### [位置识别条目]

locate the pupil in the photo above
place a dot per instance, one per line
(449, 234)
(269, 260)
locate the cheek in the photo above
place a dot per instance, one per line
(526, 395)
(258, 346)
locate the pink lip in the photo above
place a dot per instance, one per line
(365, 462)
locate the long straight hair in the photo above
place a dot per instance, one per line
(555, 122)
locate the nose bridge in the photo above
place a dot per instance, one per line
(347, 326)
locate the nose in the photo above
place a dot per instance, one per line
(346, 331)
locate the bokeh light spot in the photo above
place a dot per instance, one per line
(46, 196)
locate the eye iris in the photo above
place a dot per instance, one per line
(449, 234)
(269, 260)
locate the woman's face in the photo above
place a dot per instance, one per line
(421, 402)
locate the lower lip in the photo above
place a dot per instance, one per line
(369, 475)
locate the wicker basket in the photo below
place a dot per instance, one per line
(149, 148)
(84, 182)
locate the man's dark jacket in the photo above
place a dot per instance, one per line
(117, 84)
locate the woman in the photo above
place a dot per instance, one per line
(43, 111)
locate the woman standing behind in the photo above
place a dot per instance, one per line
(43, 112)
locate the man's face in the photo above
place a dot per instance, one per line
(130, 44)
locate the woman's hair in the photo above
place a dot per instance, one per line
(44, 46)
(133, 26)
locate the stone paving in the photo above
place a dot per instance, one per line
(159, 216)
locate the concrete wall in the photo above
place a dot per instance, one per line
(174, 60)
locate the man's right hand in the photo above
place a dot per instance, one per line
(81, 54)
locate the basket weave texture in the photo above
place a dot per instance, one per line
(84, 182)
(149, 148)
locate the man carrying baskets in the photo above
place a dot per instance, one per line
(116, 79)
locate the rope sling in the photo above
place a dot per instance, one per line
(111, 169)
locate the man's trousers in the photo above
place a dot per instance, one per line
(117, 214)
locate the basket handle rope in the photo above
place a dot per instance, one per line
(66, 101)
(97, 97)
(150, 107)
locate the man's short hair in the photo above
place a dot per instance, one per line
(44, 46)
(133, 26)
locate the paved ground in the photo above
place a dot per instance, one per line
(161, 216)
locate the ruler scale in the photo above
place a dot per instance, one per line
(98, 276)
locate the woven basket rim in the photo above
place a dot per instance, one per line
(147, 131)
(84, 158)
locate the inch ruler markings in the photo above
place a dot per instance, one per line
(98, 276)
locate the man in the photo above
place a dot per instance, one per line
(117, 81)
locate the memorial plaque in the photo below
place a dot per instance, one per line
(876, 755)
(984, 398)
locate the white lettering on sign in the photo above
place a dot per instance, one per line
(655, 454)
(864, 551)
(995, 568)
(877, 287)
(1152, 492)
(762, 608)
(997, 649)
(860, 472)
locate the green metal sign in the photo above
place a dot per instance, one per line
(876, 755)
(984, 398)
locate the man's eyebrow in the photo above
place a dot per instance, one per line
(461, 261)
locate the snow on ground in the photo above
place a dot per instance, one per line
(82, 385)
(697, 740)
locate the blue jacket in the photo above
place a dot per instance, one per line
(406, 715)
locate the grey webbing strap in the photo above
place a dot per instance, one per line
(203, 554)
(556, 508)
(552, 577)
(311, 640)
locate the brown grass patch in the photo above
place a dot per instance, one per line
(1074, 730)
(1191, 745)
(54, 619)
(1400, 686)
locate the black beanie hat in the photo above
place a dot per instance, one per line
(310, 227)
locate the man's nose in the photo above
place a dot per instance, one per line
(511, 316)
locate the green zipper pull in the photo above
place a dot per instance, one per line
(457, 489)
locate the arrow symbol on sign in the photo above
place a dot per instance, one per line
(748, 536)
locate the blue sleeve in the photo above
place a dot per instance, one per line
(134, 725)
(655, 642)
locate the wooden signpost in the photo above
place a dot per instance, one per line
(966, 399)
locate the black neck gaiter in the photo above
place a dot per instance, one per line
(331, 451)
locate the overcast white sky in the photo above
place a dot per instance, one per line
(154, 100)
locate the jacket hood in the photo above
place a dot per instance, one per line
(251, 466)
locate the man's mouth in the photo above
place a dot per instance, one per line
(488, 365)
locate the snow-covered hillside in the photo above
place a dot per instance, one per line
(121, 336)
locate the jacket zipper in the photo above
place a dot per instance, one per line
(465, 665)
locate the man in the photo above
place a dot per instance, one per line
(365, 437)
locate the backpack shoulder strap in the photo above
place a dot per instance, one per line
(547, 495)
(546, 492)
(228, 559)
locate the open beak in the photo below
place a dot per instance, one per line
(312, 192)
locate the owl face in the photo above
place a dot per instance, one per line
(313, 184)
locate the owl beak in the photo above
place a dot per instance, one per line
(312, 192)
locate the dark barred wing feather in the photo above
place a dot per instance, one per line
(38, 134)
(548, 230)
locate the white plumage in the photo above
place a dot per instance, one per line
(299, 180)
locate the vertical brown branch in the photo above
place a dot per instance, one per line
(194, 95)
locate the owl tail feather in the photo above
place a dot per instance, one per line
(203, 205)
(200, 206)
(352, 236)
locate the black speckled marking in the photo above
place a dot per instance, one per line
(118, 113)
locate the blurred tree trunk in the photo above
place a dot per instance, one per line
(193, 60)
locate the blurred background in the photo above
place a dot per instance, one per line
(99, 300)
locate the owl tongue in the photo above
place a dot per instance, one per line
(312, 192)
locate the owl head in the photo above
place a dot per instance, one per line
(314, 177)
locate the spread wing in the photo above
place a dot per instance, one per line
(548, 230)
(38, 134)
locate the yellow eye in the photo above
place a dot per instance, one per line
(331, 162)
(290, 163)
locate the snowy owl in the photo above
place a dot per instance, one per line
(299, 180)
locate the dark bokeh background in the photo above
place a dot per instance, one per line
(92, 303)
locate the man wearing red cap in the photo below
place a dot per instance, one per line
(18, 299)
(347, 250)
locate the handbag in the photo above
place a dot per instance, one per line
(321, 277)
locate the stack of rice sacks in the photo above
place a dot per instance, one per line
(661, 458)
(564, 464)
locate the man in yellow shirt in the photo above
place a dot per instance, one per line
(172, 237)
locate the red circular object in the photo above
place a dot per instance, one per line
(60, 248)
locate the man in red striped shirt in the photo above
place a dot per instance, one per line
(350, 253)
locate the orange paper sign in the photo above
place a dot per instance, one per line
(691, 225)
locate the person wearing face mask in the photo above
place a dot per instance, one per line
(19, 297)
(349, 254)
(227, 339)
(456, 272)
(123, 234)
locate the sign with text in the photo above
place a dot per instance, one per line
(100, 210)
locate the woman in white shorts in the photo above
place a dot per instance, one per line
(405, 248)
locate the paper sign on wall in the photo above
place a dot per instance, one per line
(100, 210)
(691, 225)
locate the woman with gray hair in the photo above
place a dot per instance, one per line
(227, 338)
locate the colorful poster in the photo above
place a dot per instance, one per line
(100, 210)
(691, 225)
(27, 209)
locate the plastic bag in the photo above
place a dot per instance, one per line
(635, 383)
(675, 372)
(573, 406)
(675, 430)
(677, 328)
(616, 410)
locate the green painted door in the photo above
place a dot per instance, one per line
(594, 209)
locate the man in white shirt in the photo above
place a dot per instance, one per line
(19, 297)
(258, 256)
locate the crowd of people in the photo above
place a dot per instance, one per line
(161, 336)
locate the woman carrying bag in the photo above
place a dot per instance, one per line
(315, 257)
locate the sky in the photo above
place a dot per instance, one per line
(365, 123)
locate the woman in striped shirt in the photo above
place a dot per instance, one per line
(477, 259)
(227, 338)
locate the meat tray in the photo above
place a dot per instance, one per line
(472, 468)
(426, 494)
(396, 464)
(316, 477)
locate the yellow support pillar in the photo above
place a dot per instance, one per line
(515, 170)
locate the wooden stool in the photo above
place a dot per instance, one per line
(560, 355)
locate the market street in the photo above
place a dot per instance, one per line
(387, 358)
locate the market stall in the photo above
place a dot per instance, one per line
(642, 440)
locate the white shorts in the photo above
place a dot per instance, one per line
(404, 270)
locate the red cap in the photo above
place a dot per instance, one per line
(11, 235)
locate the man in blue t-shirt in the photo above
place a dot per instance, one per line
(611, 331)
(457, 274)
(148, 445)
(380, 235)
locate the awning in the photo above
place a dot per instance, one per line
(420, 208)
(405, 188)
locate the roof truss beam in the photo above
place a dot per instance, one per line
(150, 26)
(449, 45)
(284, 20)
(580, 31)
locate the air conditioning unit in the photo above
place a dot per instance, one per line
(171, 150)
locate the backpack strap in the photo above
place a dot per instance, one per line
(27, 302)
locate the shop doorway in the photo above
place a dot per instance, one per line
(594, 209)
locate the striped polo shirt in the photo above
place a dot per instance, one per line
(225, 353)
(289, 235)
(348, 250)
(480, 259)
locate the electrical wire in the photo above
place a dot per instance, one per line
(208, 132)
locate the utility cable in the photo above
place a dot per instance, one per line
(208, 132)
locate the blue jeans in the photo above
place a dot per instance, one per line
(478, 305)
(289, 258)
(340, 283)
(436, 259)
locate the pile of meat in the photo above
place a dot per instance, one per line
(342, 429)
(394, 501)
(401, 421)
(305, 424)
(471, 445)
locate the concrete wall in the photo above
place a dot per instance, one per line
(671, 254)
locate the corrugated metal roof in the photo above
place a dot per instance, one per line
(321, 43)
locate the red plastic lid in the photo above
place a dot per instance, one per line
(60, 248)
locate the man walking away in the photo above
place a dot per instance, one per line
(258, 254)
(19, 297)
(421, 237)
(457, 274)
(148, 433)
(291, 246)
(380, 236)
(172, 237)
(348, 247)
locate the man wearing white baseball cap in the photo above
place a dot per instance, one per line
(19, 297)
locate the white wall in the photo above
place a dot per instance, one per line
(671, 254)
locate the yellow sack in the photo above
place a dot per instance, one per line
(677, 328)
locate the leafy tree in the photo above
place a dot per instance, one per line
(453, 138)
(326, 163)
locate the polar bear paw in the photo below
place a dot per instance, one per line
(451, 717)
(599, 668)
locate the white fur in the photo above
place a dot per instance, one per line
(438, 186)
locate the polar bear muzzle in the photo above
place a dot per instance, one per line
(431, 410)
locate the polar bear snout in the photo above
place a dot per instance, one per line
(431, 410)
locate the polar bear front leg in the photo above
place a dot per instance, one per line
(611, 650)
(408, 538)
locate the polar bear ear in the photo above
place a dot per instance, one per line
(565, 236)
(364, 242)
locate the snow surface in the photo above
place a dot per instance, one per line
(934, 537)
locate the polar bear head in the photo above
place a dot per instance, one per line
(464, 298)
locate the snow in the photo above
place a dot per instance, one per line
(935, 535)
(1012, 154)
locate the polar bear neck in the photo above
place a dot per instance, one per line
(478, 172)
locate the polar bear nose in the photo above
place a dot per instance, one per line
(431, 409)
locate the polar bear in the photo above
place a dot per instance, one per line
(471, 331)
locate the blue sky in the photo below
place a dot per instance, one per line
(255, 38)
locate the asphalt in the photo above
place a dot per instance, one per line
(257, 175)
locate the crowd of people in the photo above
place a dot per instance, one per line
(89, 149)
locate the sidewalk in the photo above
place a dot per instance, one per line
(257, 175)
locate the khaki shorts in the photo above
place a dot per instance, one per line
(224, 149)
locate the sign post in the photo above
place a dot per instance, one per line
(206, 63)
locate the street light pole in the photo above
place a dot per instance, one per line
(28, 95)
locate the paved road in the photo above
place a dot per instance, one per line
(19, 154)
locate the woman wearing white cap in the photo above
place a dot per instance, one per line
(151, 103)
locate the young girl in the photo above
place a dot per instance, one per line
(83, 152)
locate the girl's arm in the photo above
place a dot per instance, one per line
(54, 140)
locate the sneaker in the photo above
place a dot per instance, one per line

### [说明与要求]
把上面条目中从含有“locate the woman wearing”的那一行起、直到条目末尾的各行逐字照抄一遍，首尾两行都包括在内。

### [正确结果]
locate the woman wearing white cap in the photo above
place a dot per instance, one per line
(151, 103)
locate the young girl in the photo above
place a dot per instance, one per line
(83, 152)
locate the girl's arm in the photo above
place a dot per instance, one per line
(54, 140)
locate the sneaker in the photo above
place a dot per instance, one per line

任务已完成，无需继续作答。